### YOUR INSTRUCTIONS
Rename "wooden" to "oak" in the lines from the one holding "Point to the wooden wall" through the end, inclusive, and give back only those lines, otherwise unchanged.

### PROVIDED ENTRIES
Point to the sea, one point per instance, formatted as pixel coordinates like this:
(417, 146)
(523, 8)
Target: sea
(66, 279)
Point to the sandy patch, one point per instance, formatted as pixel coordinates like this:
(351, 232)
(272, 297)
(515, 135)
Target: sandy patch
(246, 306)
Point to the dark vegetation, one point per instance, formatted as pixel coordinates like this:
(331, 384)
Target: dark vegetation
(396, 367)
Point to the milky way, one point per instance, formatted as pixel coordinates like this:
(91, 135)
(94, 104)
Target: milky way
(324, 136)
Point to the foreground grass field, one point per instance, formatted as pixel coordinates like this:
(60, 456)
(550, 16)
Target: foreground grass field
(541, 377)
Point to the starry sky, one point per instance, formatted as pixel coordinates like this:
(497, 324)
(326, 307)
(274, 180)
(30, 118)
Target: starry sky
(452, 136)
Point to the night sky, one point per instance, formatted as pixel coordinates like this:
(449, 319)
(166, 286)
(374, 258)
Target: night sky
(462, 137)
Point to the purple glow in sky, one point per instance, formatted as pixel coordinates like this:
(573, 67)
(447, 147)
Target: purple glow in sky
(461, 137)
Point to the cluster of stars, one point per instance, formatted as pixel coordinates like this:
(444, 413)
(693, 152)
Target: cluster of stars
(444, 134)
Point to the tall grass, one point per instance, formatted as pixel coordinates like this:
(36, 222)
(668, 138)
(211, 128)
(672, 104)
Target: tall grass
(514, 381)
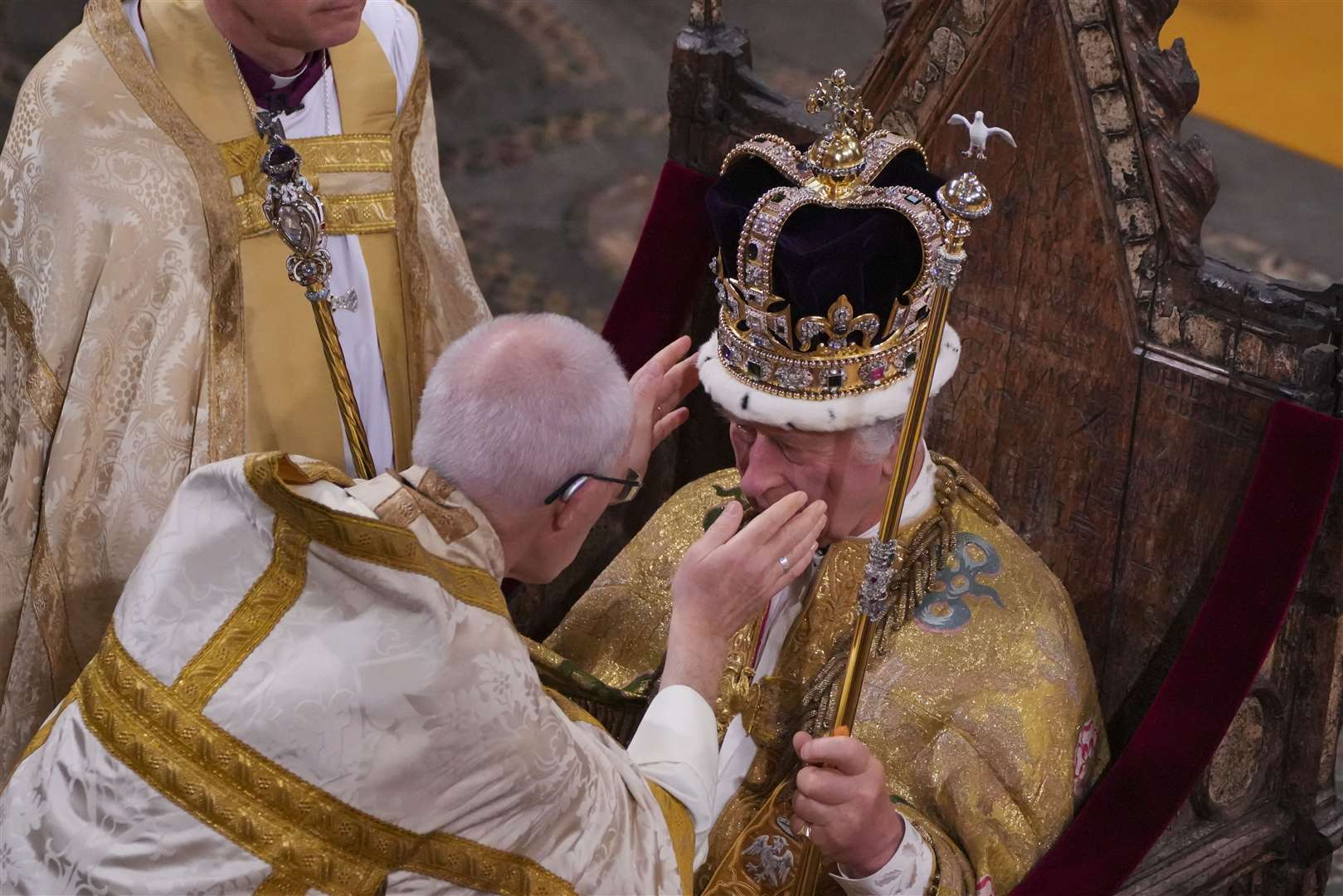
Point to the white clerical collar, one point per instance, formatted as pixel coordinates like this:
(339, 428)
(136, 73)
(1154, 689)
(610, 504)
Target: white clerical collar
(284, 80)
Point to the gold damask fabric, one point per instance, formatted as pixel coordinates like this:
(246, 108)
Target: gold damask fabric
(982, 707)
(123, 328)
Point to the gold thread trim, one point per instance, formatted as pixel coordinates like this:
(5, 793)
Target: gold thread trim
(364, 539)
(571, 709)
(321, 155)
(225, 377)
(41, 733)
(46, 395)
(301, 830)
(345, 214)
(289, 824)
(681, 828)
(281, 884)
(414, 265)
(484, 868)
(251, 621)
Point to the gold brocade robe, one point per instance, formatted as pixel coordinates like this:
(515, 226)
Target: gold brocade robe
(982, 707)
(147, 324)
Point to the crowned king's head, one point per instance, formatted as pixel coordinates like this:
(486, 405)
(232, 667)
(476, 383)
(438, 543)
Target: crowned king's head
(824, 273)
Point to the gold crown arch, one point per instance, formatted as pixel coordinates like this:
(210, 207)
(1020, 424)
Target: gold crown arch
(839, 353)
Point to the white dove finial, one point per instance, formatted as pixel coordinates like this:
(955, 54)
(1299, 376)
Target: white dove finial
(980, 134)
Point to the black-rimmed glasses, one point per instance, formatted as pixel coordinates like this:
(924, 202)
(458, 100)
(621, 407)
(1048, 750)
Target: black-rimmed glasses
(572, 484)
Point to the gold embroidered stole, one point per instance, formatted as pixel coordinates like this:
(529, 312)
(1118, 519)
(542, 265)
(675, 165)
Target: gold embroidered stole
(309, 839)
(288, 394)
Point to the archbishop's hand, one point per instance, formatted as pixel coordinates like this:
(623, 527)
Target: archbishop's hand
(727, 577)
(842, 796)
(659, 387)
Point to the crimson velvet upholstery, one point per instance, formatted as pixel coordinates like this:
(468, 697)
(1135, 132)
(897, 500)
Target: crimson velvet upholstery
(668, 270)
(1240, 618)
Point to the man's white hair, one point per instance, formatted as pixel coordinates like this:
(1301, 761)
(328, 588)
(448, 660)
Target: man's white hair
(521, 403)
(878, 441)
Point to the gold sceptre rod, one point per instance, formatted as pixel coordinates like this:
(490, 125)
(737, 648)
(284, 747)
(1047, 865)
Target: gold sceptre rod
(963, 199)
(295, 212)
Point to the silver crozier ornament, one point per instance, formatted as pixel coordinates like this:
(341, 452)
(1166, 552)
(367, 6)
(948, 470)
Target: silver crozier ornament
(295, 212)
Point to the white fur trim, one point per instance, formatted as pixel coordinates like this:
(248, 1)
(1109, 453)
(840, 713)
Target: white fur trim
(828, 416)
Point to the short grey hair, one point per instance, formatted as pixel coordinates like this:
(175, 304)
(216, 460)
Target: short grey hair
(521, 403)
(878, 441)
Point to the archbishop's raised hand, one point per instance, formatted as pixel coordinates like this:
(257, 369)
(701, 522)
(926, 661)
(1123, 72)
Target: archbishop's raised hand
(659, 388)
(727, 577)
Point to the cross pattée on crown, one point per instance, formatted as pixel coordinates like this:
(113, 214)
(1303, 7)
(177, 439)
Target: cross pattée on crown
(752, 305)
(844, 102)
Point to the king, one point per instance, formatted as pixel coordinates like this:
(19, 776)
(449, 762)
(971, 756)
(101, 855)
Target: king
(978, 727)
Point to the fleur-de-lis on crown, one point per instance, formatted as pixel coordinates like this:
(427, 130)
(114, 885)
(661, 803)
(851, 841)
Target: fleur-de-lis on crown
(844, 102)
(837, 327)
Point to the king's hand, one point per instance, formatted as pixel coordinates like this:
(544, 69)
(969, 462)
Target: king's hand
(727, 577)
(842, 796)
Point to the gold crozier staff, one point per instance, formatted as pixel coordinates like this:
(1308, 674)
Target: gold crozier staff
(963, 199)
(295, 212)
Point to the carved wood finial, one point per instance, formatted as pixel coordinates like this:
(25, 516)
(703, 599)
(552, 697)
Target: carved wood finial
(1184, 171)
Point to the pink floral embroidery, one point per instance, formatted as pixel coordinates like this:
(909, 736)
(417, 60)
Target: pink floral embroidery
(1087, 739)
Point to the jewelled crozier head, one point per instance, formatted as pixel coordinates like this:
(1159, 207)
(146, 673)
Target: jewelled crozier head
(824, 273)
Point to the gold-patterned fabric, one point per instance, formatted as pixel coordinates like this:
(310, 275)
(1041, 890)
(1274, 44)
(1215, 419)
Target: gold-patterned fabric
(124, 336)
(982, 709)
(297, 694)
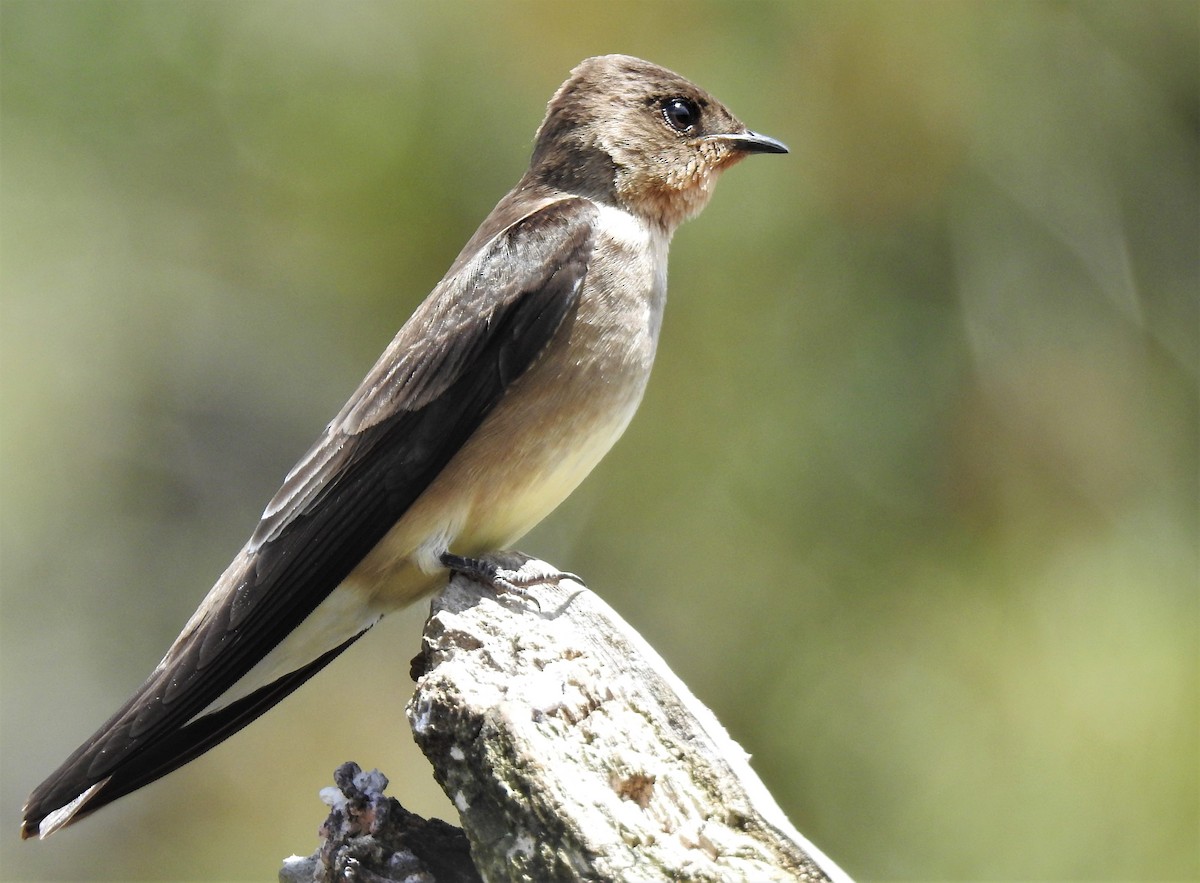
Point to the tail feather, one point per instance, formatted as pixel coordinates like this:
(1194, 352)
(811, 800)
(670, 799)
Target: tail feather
(71, 792)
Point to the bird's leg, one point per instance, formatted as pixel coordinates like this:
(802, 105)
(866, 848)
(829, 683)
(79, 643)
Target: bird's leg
(517, 582)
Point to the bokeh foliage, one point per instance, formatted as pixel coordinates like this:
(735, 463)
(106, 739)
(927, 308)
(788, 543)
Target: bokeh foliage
(912, 498)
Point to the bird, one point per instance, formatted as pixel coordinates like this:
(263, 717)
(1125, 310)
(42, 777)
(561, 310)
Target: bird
(497, 397)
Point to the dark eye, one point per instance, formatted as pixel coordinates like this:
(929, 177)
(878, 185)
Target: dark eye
(681, 114)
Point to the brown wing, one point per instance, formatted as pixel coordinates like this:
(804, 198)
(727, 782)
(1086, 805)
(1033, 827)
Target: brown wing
(443, 373)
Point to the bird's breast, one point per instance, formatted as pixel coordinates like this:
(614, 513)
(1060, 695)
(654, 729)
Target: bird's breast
(553, 424)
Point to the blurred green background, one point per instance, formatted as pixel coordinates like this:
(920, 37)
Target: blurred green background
(912, 497)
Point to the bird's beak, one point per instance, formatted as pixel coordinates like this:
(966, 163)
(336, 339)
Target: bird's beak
(751, 143)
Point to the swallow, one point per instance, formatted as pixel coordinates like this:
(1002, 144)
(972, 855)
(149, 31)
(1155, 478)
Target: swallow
(497, 397)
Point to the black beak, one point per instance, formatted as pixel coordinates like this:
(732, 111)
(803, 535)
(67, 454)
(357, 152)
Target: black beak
(753, 143)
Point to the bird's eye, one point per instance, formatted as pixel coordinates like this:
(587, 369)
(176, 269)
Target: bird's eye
(681, 114)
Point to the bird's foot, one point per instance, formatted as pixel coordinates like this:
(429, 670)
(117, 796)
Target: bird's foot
(514, 581)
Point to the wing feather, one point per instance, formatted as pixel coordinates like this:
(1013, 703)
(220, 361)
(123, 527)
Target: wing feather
(435, 384)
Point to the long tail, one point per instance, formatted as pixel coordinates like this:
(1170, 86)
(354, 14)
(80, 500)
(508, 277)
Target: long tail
(76, 790)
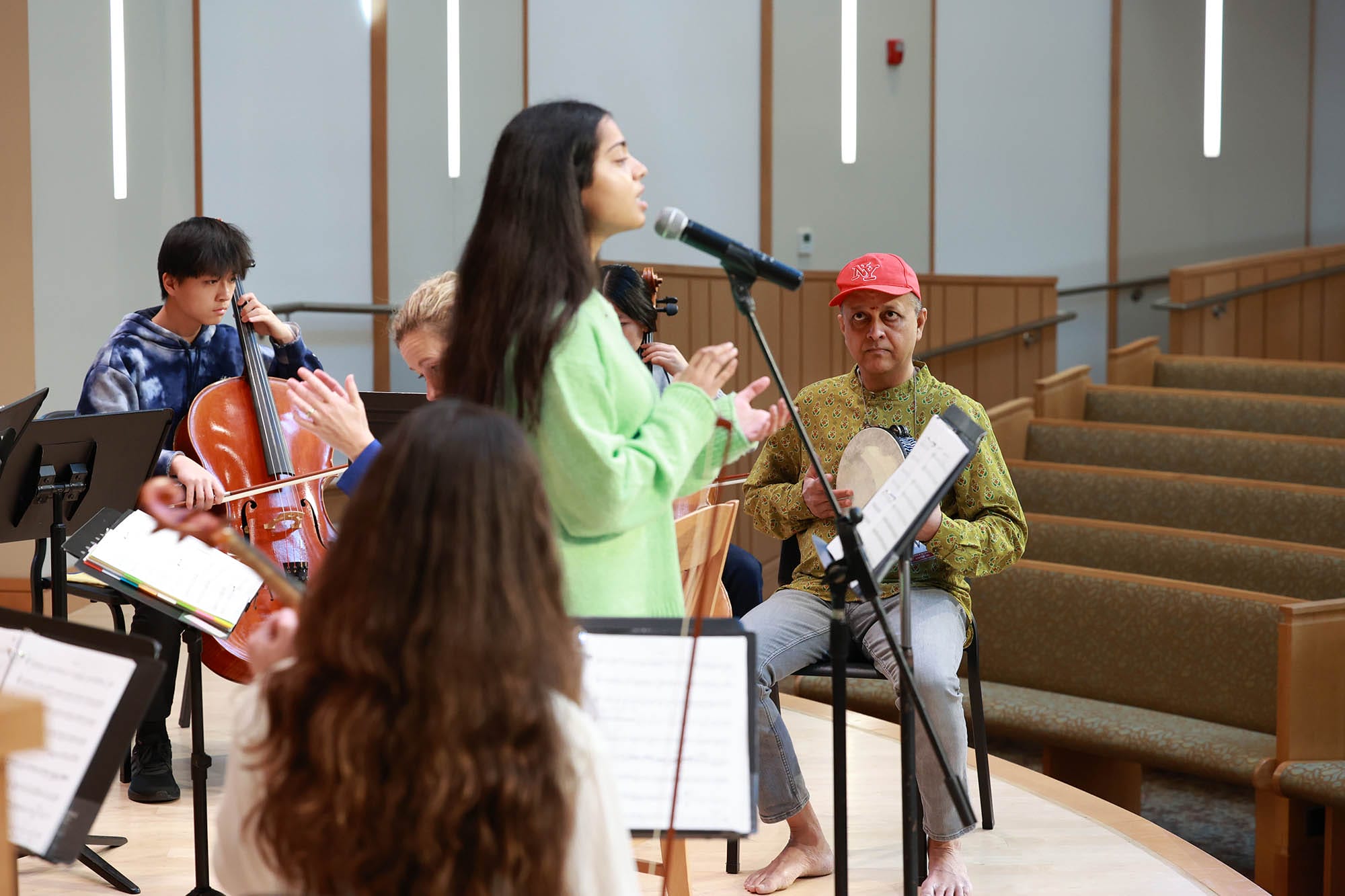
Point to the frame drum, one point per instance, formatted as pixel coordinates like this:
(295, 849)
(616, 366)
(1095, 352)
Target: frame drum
(867, 462)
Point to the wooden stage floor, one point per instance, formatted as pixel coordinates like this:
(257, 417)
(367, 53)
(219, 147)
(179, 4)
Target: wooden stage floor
(1048, 837)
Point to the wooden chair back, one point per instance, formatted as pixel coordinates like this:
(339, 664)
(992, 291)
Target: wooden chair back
(696, 501)
(703, 544)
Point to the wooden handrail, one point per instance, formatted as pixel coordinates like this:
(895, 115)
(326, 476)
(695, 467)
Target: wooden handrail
(333, 307)
(1117, 284)
(1223, 298)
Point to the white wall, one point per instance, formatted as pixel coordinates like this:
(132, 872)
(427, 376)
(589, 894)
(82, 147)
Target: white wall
(1330, 126)
(882, 202)
(684, 83)
(430, 214)
(286, 155)
(93, 256)
(1178, 206)
(1022, 140)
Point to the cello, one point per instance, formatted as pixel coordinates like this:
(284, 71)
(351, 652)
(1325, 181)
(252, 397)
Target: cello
(243, 431)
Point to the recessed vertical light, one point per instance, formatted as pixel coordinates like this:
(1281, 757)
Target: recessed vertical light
(119, 100)
(1214, 76)
(455, 95)
(849, 80)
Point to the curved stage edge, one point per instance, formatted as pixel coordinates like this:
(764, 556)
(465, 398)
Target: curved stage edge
(1048, 838)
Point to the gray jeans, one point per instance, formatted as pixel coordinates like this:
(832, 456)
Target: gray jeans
(793, 630)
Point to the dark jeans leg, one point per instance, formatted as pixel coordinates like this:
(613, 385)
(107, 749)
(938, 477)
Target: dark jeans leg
(167, 631)
(743, 580)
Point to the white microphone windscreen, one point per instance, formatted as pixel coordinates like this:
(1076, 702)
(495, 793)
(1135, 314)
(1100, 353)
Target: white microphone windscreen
(670, 224)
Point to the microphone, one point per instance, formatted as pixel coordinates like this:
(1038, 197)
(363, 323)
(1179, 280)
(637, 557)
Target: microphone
(673, 224)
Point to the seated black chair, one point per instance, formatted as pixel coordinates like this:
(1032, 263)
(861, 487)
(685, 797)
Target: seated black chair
(860, 667)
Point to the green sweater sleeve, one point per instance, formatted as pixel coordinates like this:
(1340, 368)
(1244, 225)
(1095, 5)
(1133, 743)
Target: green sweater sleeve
(711, 460)
(991, 533)
(599, 481)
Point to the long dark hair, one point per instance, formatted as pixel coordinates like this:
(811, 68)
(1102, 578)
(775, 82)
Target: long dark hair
(527, 267)
(416, 729)
(631, 295)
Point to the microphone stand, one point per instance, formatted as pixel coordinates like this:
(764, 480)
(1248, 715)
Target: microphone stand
(855, 567)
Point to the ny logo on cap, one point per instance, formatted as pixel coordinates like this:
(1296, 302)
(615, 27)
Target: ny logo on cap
(867, 271)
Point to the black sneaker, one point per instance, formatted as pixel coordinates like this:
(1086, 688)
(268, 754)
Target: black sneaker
(151, 771)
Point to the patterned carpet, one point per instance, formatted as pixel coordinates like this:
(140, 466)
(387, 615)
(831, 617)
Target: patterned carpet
(1218, 818)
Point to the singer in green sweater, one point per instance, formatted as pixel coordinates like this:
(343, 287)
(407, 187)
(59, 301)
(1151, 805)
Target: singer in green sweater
(533, 335)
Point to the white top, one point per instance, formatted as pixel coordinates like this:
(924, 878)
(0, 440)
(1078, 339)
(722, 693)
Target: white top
(601, 857)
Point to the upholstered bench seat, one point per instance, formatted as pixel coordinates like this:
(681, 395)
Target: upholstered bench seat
(1096, 727)
(1117, 731)
(1316, 782)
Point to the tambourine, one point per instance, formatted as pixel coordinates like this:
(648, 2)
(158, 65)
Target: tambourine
(867, 463)
(871, 458)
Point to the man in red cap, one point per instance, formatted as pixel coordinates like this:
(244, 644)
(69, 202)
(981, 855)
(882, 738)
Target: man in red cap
(978, 530)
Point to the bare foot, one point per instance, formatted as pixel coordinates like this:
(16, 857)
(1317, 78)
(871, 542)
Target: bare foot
(808, 854)
(948, 872)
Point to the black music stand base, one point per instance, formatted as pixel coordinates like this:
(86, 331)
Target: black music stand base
(200, 771)
(100, 866)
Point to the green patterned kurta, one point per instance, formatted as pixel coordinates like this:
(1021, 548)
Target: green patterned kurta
(984, 529)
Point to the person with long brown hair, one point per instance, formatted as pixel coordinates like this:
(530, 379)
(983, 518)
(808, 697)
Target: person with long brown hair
(532, 334)
(416, 729)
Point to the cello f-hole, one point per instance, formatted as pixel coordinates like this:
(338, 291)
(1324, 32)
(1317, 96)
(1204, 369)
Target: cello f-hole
(313, 512)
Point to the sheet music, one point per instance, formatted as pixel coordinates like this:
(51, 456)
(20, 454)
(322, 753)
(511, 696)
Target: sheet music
(178, 571)
(79, 689)
(892, 510)
(636, 686)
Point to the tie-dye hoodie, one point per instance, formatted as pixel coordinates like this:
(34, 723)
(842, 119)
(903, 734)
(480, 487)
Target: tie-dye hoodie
(145, 366)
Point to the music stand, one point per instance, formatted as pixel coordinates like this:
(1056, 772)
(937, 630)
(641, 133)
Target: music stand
(855, 568)
(14, 419)
(53, 462)
(385, 409)
(50, 482)
(79, 546)
(72, 841)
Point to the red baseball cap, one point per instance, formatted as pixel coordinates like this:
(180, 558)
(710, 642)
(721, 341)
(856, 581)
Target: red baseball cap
(880, 272)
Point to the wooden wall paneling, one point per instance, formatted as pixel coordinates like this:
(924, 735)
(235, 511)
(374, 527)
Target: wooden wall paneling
(1311, 314)
(1218, 334)
(935, 323)
(997, 362)
(960, 323)
(1334, 311)
(1048, 361)
(1182, 327)
(1030, 357)
(1285, 313)
(820, 333)
(1249, 317)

### RESULT FOR THIS EXERCISE
Point to the oak wall paneling, one point per instance, formatted as pixel coordinates like this:
(924, 735)
(235, 511)
(374, 527)
Target: oak wall paneling
(1311, 314)
(1218, 334)
(935, 323)
(997, 362)
(960, 323)
(1334, 311)
(1048, 361)
(1182, 327)
(1030, 357)
(1285, 313)
(820, 333)
(1249, 317)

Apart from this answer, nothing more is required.